**Work to complete**: Nothing in the entries may be dropped: restate them word for word.

Stored items from a collection

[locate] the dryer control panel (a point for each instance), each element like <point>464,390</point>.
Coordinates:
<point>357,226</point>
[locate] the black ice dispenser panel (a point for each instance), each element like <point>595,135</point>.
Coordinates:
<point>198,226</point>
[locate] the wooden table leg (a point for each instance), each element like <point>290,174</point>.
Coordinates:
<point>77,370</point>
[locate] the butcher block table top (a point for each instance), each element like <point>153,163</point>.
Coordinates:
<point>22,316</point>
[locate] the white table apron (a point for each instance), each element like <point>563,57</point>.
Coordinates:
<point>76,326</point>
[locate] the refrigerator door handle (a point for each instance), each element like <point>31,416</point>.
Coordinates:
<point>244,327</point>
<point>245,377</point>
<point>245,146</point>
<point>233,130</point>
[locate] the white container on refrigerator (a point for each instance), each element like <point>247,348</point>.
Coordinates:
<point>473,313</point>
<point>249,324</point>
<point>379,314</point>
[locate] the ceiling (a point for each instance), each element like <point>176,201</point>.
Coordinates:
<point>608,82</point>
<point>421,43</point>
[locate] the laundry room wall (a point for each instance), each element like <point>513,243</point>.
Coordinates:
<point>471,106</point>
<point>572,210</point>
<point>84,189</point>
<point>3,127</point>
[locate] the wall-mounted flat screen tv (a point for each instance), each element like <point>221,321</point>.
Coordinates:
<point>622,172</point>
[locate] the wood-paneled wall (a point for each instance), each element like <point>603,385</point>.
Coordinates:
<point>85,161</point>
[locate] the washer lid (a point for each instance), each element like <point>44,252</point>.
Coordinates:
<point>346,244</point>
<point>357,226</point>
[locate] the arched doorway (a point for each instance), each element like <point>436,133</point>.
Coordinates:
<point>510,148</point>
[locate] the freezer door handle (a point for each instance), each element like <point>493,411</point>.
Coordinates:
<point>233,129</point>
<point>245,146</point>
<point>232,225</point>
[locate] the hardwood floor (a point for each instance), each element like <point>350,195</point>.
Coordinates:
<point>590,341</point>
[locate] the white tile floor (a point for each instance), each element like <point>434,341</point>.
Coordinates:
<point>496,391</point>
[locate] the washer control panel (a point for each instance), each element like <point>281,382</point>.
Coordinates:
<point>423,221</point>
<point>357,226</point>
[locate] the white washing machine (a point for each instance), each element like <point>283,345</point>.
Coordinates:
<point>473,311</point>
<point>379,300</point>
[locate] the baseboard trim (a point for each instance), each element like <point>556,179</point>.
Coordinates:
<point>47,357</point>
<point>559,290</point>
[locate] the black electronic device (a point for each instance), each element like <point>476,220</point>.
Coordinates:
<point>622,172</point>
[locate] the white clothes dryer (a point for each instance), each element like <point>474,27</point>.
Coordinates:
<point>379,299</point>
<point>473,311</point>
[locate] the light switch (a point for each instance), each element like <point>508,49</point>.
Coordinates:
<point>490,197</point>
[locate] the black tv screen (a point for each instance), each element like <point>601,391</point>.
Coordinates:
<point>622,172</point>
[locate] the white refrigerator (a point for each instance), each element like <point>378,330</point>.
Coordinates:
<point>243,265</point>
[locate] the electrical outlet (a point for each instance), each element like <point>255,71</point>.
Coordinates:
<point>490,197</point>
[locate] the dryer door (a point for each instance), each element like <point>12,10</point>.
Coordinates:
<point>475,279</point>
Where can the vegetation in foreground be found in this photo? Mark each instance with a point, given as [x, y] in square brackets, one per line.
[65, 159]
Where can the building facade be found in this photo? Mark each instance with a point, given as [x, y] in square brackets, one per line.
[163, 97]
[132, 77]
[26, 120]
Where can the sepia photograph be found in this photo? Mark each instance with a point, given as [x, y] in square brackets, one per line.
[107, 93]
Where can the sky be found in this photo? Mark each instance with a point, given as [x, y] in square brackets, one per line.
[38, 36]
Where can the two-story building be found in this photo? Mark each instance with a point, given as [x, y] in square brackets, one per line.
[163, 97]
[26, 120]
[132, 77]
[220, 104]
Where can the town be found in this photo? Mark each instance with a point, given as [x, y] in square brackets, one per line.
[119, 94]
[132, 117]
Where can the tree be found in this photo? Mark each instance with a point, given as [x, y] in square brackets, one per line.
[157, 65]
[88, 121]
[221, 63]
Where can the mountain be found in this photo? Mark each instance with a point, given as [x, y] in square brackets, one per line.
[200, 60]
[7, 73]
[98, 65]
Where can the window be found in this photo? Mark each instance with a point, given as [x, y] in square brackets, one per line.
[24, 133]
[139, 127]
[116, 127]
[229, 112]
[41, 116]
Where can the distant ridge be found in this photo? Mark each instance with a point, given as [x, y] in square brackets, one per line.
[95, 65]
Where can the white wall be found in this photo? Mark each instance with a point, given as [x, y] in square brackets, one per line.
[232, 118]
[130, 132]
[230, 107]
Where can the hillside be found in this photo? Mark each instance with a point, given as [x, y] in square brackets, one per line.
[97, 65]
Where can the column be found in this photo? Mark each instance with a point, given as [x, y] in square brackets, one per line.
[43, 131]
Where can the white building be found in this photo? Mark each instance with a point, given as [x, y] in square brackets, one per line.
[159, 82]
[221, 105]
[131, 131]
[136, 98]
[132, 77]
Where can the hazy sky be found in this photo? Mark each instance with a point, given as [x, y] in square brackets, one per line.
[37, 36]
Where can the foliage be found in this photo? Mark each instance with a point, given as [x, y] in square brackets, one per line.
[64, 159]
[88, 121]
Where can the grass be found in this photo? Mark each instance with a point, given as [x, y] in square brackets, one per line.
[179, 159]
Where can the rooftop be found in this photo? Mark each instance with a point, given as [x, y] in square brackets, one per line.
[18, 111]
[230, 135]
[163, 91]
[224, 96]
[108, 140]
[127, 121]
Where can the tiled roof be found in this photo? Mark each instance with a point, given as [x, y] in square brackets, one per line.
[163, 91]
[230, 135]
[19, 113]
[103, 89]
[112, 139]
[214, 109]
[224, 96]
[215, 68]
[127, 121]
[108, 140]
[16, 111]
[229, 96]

**Response to the task**:
[locate] the dryer control panel (a point for each instance), each element like <point>464,390</point>.
Coordinates:
<point>357,226</point>
[locate] the black ice dispenser panel (a point for each instance), each element like <point>595,135</point>.
Coordinates:
<point>198,226</point>
[locate] the wooden table leg (a point for each instance), each element like <point>290,174</point>.
Coordinates:
<point>77,370</point>
[locate] the butcher block table top (a point for each instance), each element like <point>153,163</point>.
Coordinates:
<point>22,316</point>
[locate] the white table apron (a point for each instance), each element like <point>563,57</point>.
Coordinates:
<point>76,326</point>
[locate] the refrigerator door handle (a point for each instance), each element like <point>31,416</point>.
Coordinates:
<point>244,327</point>
<point>245,377</point>
<point>245,146</point>
<point>233,130</point>
[locate] the white container on refrigerator (a point for each instance), each element like <point>247,348</point>.
Coordinates:
<point>473,313</point>
<point>249,324</point>
<point>379,314</point>
[locate] the ceiling (a point for each instance), each element like <point>176,201</point>.
Coordinates:
<point>608,82</point>
<point>421,43</point>
[locate] the laundry room wall (a point for each instance), each element like <point>513,243</point>.
Coordinates:
<point>471,106</point>
<point>572,210</point>
<point>84,189</point>
<point>3,127</point>
[locate] the wall-mounted flat screen tv (a point for each instance), each element like <point>221,321</point>.
Coordinates:
<point>622,172</point>
[locate] the wood-paneled wall (a point for each instance), each element like <point>603,385</point>.
Coordinates:
<point>85,161</point>
[locate] the washer lid (a point for each instance), each element like <point>44,252</point>.
Coordinates:
<point>346,244</point>
<point>357,226</point>
[locate] the arched doorway (a point for each instance), each element like <point>436,133</point>.
Coordinates:
<point>510,148</point>
[locate] the freezer door handle (a point for each instance), each element like <point>493,411</point>.
Coordinates:
<point>233,129</point>
<point>245,146</point>
<point>232,225</point>
[locate] the hardwood floor (a point for each instance), each element like <point>350,195</point>.
Coordinates:
<point>590,341</point>
[locate] the white tile floor (a point for each instance), each element like <point>434,341</point>.
Coordinates:
<point>496,391</point>
[locate] the washer control panel (a point for each instance), each element like <point>281,382</point>.
Coordinates:
<point>423,221</point>
<point>357,226</point>
[locate] the white washing machine (a point for each instance), each element like <point>283,345</point>.
Coordinates:
<point>473,311</point>
<point>379,300</point>
[locate] the baseboard trim (a point for each instance), each element like <point>556,179</point>.
Coordinates:
<point>47,357</point>
<point>559,290</point>
[locate] the black electronic device (a point for each instance), each element like <point>476,220</point>.
Coordinates:
<point>622,172</point>
[locate] the white clothes dryer (a point for each instance), each element like <point>474,27</point>.
Coordinates:
<point>379,299</point>
<point>473,311</point>
[locate] the light switch (a point for each instance), each element like <point>508,49</point>.
Coordinates:
<point>490,197</point>
[locate] the black tv screen (a point for each instance), each element like <point>601,391</point>.
Coordinates:
<point>622,172</point>
[locate] the white refrigerator (a point for each instance), each element like <point>378,330</point>.
Coordinates:
<point>243,265</point>
[locate] the electrical outlet (a point for each instance), each element like <point>255,71</point>.
Coordinates:
<point>490,197</point>
[locate] the dryer door (a point for each instance), each element like <point>12,10</point>.
Coordinates:
<point>475,279</point>
Where can the vegetation in foreground be found in this photo? Mark each instance with a point, given as [x, y] in square brackets, one per line.
[65, 159]
Where can the building facade be found in this photo? Mark each instance with a point, given as [x, y] in square brackets, one per line.
[163, 97]
[132, 77]
[26, 120]
Where can the sepia photograph be found in this photo? Mark each instance with a point, given as [x, y] in square brackets, one per line.
[107, 93]
Where can the sky be found in this photo? Mark each instance with a point, given as [x, y] in square brackets, one per line.
[38, 36]
Where can the two-story building be found in this photo? Mark each instance with a point, given as [x, y] in square brackets, one per line.
[163, 97]
[26, 120]
[132, 77]
[220, 104]
Where can the town be found in this photo? Mark each instance with a point, given as [x, y] in square brackets, one per line.
[119, 94]
[132, 117]
Where can the tree be found in this photo? Mark each instance with a point, given as [x, y] in square brackets, one per line.
[157, 65]
[88, 121]
[221, 63]
Where can the mountain be found in this photo? Mark each instance with a point, given as [x, y] in square brackets, one per line.
[200, 60]
[7, 73]
[98, 65]
Where can the window be found in this photo? Mark each instance with a point, given as [x, y] in square brackets, one per line.
[24, 133]
[139, 127]
[116, 127]
[229, 112]
[41, 116]
Where can the distant ridge be found in this photo? Mark each instance with a point, given as [x, y] in square brackets, one per line.
[95, 65]
Where can the white wall be found in this photo? Mark each instance with a point, given as [x, y] in square brackets, one per line.
[232, 118]
[130, 132]
[230, 107]
Where can the hillside be found in this photo? Mark each instance with a point, given as [x, y] in square brackets, one per line.
[97, 65]
Where can the column be found in this photo? Mark each instance with a point, given as [x, y] in square brackets, one per line.
[43, 131]
Where can the white building be found in this photo? Mark each instance with a point, given as [x, y] in square brackets, one per line.
[159, 82]
[221, 105]
[131, 131]
[136, 98]
[132, 77]
Where can the hazy sky be found in this photo? Mark each instance with a point, given as [x, y] in square brackets, one per line.
[37, 36]
Where can the foliage be found in this photo? Mark each instance with a point, given as [x, y] in square brackets, one per line.
[64, 159]
[88, 121]
Where can the grass be found in this photo? Mark each instance with a point, given as [x, y] in square brackets, one per line.
[179, 159]
Where can the rooftop be found in this photo? Mark each instance with a point, given as [x, y] in square brackets, one per line.
[18, 111]
[230, 135]
[163, 91]
[224, 96]
[108, 140]
[127, 121]
Where can the tiled roof be found in this photo? Mark each instance with a point, given as [x, y] in square brackets, one per line.
[163, 91]
[230, 135]
[19, 113]
[103, 89]
[112, 139]
[214, 109]
[224, 96]
[215, 68]
[127, 121]
[108, 140]
[16, 111]
[229, 96]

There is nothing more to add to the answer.